[THE TASK]
Please copy each line below that contains the word "cloud".

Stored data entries
===============

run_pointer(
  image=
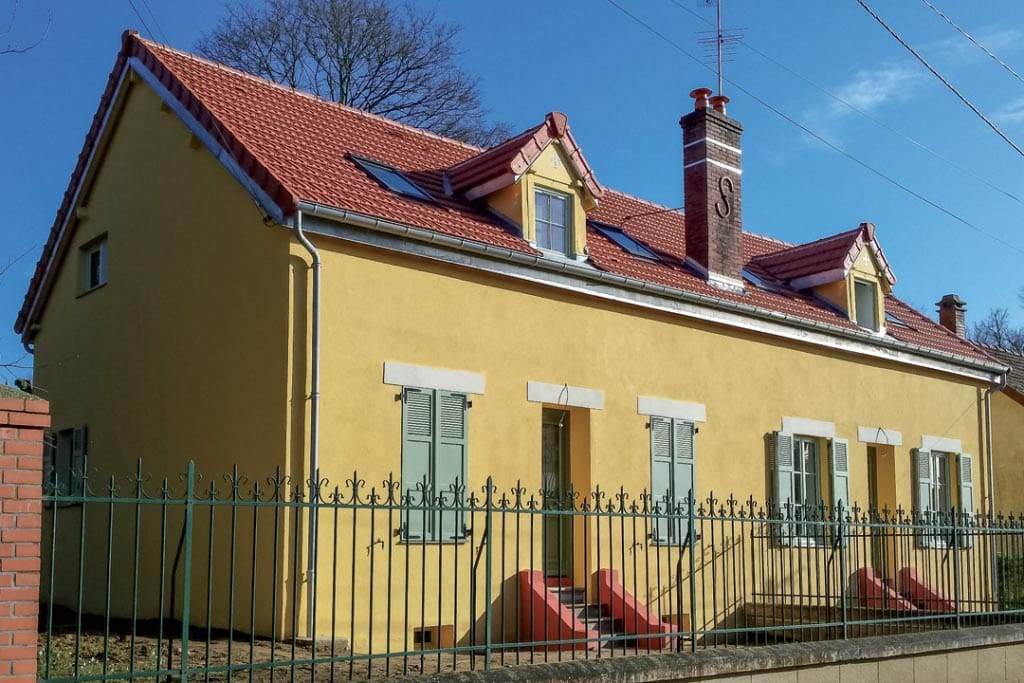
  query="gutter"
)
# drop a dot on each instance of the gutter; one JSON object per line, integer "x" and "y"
{"x": 588, "y": 272}
{"x": 314, "y": 353}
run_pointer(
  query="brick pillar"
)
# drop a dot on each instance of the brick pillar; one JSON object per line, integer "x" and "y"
{"x": 23, "y": 419}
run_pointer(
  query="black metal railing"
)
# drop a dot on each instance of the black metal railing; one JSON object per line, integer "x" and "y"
{"x": 217, "y": 579}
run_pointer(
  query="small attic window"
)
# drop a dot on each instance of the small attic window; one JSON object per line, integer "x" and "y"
{"x": 865, "y": 303}
{"x": 631, "y": 245}
{"x": 391, "y": 178}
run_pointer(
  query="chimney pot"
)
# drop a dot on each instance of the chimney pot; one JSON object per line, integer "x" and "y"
{"x": 718, "y": 102}
{"x": 952, "y": 314}
{"x": 700, "y": 98}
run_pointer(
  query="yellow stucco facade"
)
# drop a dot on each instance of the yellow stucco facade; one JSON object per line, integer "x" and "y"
{"x": 1008, "y": 445}
{"x": 198, "y": 347}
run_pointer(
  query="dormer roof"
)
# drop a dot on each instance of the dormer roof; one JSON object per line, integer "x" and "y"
{"x": 825, "y": 260}
{"x": 502, "y": 165}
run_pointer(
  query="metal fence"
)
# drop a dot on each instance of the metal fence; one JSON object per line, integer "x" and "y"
{"x": 219, "y": 579}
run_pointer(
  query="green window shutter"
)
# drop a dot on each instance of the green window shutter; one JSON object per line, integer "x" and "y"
{"x": 662, "y": 497}
{"x": 923, "y": 478}
{"x": 967, "y": 497}
{"x": 49, "y": 462}
{"x": 417, "y": 454}
{"x": 840, "y": 466}
{"x": 783, "y": 469}
{"x": 450, "y": 470}
{"x": 684, "y": 472}
{"x": 79, "y": 453}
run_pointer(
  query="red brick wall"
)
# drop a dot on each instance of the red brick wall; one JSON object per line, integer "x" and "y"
{"x": 22, "y": 424}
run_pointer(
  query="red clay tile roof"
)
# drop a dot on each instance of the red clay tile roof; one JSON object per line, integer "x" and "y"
{"x": 297, "y": 147}
{"x": 828, "y": 254}
{"x": 514, "y": 156}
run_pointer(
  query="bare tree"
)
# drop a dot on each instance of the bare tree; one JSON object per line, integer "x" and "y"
{"x": 371, "y": 54}
{"x": 995, "y": 330}
{"x": 18, "y": 48}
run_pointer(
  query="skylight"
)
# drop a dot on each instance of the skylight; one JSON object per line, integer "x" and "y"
{"x": 391, "y": 178}
{"x": 631, "y": 245}
{"x": 891, "y": 317}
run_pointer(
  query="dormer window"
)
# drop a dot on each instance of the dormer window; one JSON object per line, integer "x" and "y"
{"x": 553, "y": 221}
{"x": 865, "y": 302}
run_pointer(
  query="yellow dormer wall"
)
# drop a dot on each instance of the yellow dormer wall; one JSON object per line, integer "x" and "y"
{"x": 842, "y": 292}
{"x": 839, "y": 294}
{"x": 867, "y": 269}
{"x": 552, "y": 170}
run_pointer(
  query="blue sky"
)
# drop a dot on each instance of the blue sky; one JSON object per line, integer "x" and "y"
{"x": 624, "y": 90}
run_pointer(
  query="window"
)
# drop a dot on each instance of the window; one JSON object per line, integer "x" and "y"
{"x": 94, "y": 264}
{"x": 672, "y": 478}
{"x": 800, "y": 479}
{"x": 865, "y": 304}
{"x": 391, "y": 178}
{"x": 433, "y": 464}
{"x": 933, "y": 496}
{"x": 64, "y": 462}
{"x": 554, "y": 212}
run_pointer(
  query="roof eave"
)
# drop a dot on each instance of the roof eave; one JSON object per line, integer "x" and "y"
{"x": 976, "y": 369}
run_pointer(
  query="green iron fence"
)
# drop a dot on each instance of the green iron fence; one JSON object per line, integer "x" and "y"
{"x": 217, "y": 579}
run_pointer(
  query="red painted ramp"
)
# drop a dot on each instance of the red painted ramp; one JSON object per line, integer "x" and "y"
{"x": 923, "y": 595}
{"x": 876, "y": 594}
{"x": 543, "y": 617}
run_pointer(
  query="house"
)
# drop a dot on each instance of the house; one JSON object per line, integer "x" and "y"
{"x": 244, "y": 274}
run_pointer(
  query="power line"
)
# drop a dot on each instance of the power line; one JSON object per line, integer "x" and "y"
{"x": 857, "y": 110}
{"x": 819, "y": 138}
{"x": 939, "y": 76}
{"x": 156, "y": 22}
{"x": 971, "y": 38}
{"x": 142, "y": 20}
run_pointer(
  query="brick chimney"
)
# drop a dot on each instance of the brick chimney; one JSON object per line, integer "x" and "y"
{"x": 712, "y": 190}
{"x": 952, "y": 313}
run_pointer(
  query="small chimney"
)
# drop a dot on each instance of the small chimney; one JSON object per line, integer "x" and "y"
{"x": 952, "y": 312}
{"x": 712, "y": 190}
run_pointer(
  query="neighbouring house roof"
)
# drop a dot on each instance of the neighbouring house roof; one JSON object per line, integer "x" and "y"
{"x": 1014, "y": 360}
{"x": 295, "y": 146}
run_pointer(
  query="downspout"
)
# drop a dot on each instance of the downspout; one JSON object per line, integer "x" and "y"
{"x": 991, "y": 478}
{"x": 313, "y": 418}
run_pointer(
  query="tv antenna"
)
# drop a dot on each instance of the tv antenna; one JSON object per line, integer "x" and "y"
{"x": 719, "y": 43}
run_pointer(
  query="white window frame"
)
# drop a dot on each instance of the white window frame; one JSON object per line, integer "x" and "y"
{"x": 801, "y": 477}
{"x": 875, "y": 304}
{"x": 567, "y": 249}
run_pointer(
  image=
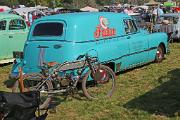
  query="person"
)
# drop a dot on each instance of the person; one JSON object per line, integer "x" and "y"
{"x": 157, "y": 12}
{"x": 30, "y": 19}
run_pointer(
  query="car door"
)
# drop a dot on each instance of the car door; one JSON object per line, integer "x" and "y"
{"x": 17, "y": 33}
{"x": 4, "y": 49}
{"x": 138, "y": 44}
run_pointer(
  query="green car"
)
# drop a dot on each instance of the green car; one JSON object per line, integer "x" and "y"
{"x": 13, "y": 34}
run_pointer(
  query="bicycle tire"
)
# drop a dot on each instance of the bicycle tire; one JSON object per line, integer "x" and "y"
{"x": 44, "y": 102}
{"x": 88, "y": 90}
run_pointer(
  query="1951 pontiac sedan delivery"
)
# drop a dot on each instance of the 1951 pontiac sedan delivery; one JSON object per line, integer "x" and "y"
{"x": 115, "y": 37}
{"x": 13, "y": 34}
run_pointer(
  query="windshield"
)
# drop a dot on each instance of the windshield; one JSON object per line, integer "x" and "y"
{"x": 48, "y": 29}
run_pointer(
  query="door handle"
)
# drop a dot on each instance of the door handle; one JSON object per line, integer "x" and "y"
{"x": 128, "y": 37}
{"x": 10, "y": 36}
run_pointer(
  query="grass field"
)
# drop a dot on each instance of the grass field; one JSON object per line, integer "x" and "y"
{"x": 151, "y": 92}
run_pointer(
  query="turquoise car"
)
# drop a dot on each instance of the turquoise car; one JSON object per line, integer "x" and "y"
{"x": 13, "y": 34}
{"x": 119, "y": 43}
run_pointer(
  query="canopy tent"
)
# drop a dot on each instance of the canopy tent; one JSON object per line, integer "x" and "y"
{"x": 90, "y": 9}
{"x": 152, "y": 3}
{"x": 4, "y": 8}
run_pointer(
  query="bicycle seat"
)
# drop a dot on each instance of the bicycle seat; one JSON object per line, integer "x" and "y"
{"x": 51, "y": 64}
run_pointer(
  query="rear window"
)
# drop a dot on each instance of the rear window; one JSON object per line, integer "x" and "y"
{"x": 48, "y": 29}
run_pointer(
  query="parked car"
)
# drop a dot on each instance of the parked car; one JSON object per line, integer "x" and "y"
{"x": 120, "y": 44}
{"x": 138, "y": 19}
{"x": 169, "y": 23}
{"x": 13, "y": 34}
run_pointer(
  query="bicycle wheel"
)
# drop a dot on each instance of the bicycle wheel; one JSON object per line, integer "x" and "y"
{"x": 32, "y": 82}
{"x": 102, "y": 85}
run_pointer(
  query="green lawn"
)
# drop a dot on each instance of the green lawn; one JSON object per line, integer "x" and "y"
{"x": 151, "y": 92}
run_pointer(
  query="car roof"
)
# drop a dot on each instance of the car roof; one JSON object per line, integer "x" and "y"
{"x": 7, "y": 15}
{"x": 81, "y": 15}
{"x": 171, "y": 15}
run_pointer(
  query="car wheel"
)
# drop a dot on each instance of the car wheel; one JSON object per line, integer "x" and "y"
{"x": 159, "y": 54}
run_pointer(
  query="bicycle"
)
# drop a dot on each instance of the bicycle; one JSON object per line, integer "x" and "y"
{"x": 64, "y": 78}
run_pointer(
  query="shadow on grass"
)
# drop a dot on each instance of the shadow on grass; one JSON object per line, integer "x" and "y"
{"x": 163, "y": 100}
{"x": 9, "y": 83}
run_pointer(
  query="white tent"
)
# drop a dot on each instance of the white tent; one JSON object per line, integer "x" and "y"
{"x": 152, "y": 3}
{"x": 89, "y": 9}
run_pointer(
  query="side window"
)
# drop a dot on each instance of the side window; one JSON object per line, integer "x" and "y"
{"x": 2, "y": 25}
{"x": 130, "y": 26}
{"x": 17, "y": 24}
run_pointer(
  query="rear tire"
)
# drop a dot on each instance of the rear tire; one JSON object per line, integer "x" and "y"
{"x": 31, "y": 83}
{"x": 94, "y": 89}
{"x": 159, "y": 54}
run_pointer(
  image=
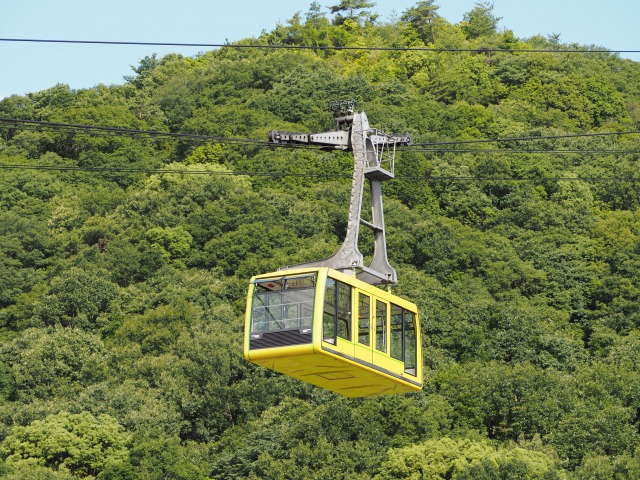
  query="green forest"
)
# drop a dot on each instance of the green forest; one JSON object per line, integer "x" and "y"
{"x": 126, "y": 258}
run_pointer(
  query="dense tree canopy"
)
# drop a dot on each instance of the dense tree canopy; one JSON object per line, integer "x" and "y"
{"x": 124, "y": 261}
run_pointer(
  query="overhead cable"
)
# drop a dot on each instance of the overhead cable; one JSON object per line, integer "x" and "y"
{"x": 419, "y": 147}
{"x": 312, "y": 47}
{"x": 418, "y": 178}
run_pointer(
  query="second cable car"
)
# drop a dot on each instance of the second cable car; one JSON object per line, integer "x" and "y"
{"x": 326, "y": 322}
{"x": 334, "y": 331}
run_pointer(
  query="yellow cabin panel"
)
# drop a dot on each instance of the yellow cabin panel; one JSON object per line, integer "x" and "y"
{"x": 351, "y": 367}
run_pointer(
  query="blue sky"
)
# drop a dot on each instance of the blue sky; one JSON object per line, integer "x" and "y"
{"x": 29, "y": 67}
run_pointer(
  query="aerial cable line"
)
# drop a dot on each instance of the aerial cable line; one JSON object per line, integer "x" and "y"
{"x": 419, "y": 178}
{"x": 155, "y": 171}
{"x": 493, "y": 151}
{"x": 522, "y": 139}
{"x": 96, "y": 129}
{"x": 311, "y": 47}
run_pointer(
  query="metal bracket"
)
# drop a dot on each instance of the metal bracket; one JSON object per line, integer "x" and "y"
{"x": 374, "y": 155}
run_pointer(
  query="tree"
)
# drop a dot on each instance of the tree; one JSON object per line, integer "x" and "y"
{"x": 421, "y": 17}
{"x": 77, "y": 443}
{"x": 467, "y": 459}
{"x": 480, "y": 21}
{"x": 352, "y": 6}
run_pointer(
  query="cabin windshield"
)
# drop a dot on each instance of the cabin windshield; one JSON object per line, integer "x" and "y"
{"x": 283, "y": 303}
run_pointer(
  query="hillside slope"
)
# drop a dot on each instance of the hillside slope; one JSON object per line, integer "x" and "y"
{"x": 122, "y": 288}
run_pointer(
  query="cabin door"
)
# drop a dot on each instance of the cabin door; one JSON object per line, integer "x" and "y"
{"x": 364, "y": 333}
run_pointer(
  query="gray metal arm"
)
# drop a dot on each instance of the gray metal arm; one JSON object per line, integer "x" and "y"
{"x": 373, "y": 153}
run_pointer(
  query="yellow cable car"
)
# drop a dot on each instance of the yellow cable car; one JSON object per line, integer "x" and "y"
{"x": 335, "y": 331}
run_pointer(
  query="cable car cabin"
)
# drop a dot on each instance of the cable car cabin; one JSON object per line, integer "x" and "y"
{"x": 335, "y": 331}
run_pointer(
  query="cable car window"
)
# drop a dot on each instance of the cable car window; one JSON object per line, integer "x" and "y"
{"x": 283, "y": 303}
{"x": 364, "y": 319}
{"x": 381, "y": 326}
{"x": 396, "y": 332}
{"x": 410, "y": 359}
{"x": 344, "y": 311}
{"x": 336, "y": 319}
{"x": 329, "y": 315}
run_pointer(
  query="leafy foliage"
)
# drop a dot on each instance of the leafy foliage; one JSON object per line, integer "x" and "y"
{"x": 122, "y": 292}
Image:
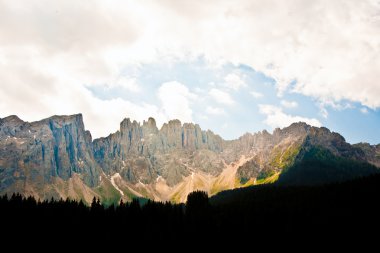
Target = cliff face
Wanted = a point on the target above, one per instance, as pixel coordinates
(143, 153)
(33, 154)
(56, 157)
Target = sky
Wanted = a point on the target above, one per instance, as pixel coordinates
(230, 66)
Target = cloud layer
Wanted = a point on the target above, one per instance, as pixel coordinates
(50, 51)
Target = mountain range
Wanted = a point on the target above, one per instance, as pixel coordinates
(57, 158)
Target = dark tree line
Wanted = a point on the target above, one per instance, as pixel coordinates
(248, 216)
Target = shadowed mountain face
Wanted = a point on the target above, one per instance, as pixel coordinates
(56, 157)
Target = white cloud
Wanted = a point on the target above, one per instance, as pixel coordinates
(175, 99)
(275, 117)
(331, 49)
(128, 83)
(234, 82)
(364, 110)
(221, 97)
(289, 104)
(215, 110)
(256, 94)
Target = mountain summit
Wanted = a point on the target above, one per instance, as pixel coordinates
(56, 157)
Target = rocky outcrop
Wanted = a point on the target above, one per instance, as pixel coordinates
(143, 153)
(33, 154)
(56, 157)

===============

[ANSWER SPACE]
Target = cloud layer
Target = white cloud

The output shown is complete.